> [課題文]: 奏の物語を紹介した下の文章を、一字一句変えずに全文書き写してもらえますか？

自分が誰かもわからないまま、寒さに凍えながら、ただ必死に湖からはい出した。
そんな奏の元に、美しい女の人が手を差し伸べる。奏はその女の人に連れられ、暖かい部屋と食事を用意してもらうが、すぐに「追手」と言われる男たちが、その家に現れる。奏を助けてくれたウルテアという女の人は、奏を救ってくれようとするが、植物が押し寄せてきたり、水が襲いかかってきたり、と普通ではありえないことが起こり、結局奏は、ウルテアと二人、再び湖へと飲みこまれてしまう。
再び奏が目を覚ますと、そこは湖畔の病院で、アイザックと名乗る若い男が奏の傍にいた。そこで初めて、奏は自分が心臓の移植手術を受けるためドイツを訪れていたことを思い出し、心臓の移植は成功したが自分が行方不明になっていたことを知る。
心臓移植したばかり人間には無茶な行動をとった奏だが、入院していた病院に戻った後は、驚くべく回復力で健康を取り戻して行く。
そして、奏は元の生活に戻るべく、日本に帰国することになる。
心臓の病で、長く学校を休んでしまったため、元々いたクラスよりも一学年下からやり直すことになった奏だが、学校には謎めいた転校生――神楽崎がいた。
そして、日本に戻った奏の家には、移植コーディネーターのアイザックが同居することになった。
そしてそころから、奏の廻りで不穏な動きが起こりはじめる。
この話の設定がすごく好きです! 大好き!

自然言語による物体グラウンディングのデータ:
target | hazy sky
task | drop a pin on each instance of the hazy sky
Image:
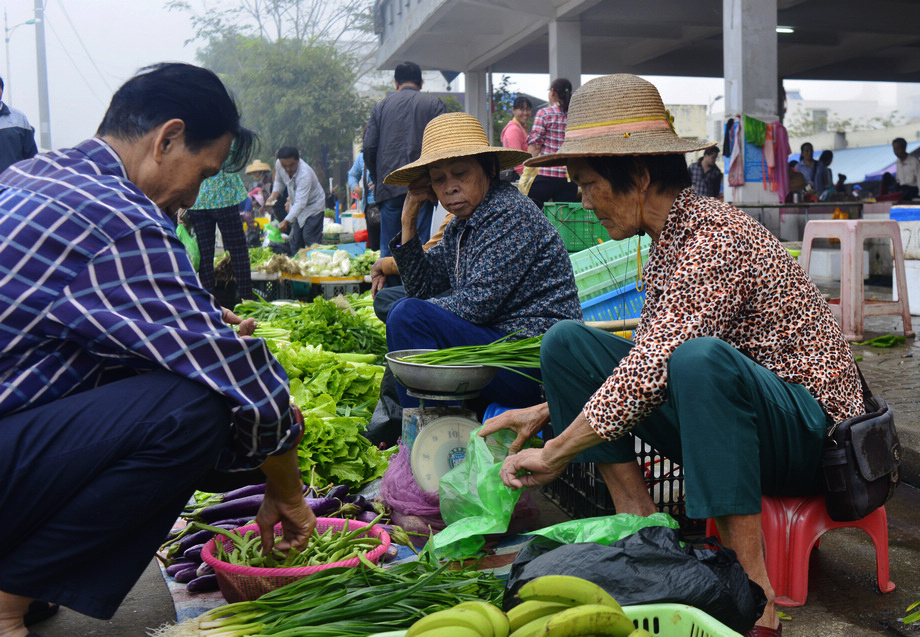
(117, 37)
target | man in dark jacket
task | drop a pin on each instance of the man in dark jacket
(393, 139)
(17, 137)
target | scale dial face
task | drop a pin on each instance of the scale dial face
(439, 447)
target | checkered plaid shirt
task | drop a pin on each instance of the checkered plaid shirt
(95, 285)
(549, 130)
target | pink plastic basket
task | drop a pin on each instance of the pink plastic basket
(242, 583)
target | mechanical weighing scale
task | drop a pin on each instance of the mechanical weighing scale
(437, 435)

> [解答]:
自分が誰かもわからないまま、寒さに凍えながら、ただ必死に湖からはい出した。
そんな奏の元に、美しい女の人が手を差し伸べる。奏はその女の人に連れられ、暖かい部屋と食事を用意してもらうが、すぐに「追手」と言われる男たちが、その家に現れる。奏を助けてくれたウルテアという女の人は、奏を救ってくれようとするが、植物が押し寄せてきたり、水が襲いかかってきたり、と普通ではありえないことが起こり、結局奏は、ウルテアと二人、再び湖へと飲みこまれてしまう。
再び奏が目を覚ますと、そこは湖畔の病院で、アイザックと名乗る若い男が奏の傍にいた。そこで初めて、奏は自分が心臓の移植手術を受けるためドイツを訪れていたことを思い出し、心臓の移植は成功したが自分が行方不明になっていたことを知る。
心臓移植したばかり人間には無茶な行動をとった奏だが、入院していた病院に戻った後は、驚くべく回復力で健康を取り戻して行く。
そして、奏は元の生活に戻るべく、日本に帰国することになる。
心臓の病で、長く学校を休んでしまったため、元々いたクラスよりも一学年下からやり直すことになった奏だが、学校には謎めいた転校生――神楽崎がいた。
そして、日本に戻った奏の家には、移植コーディネーターのアイザックが同居することになった。
そしてそころから、奏の廻りで不穏な動きが起こりはじめる。
この話の設定がすごく好きです! 大好き!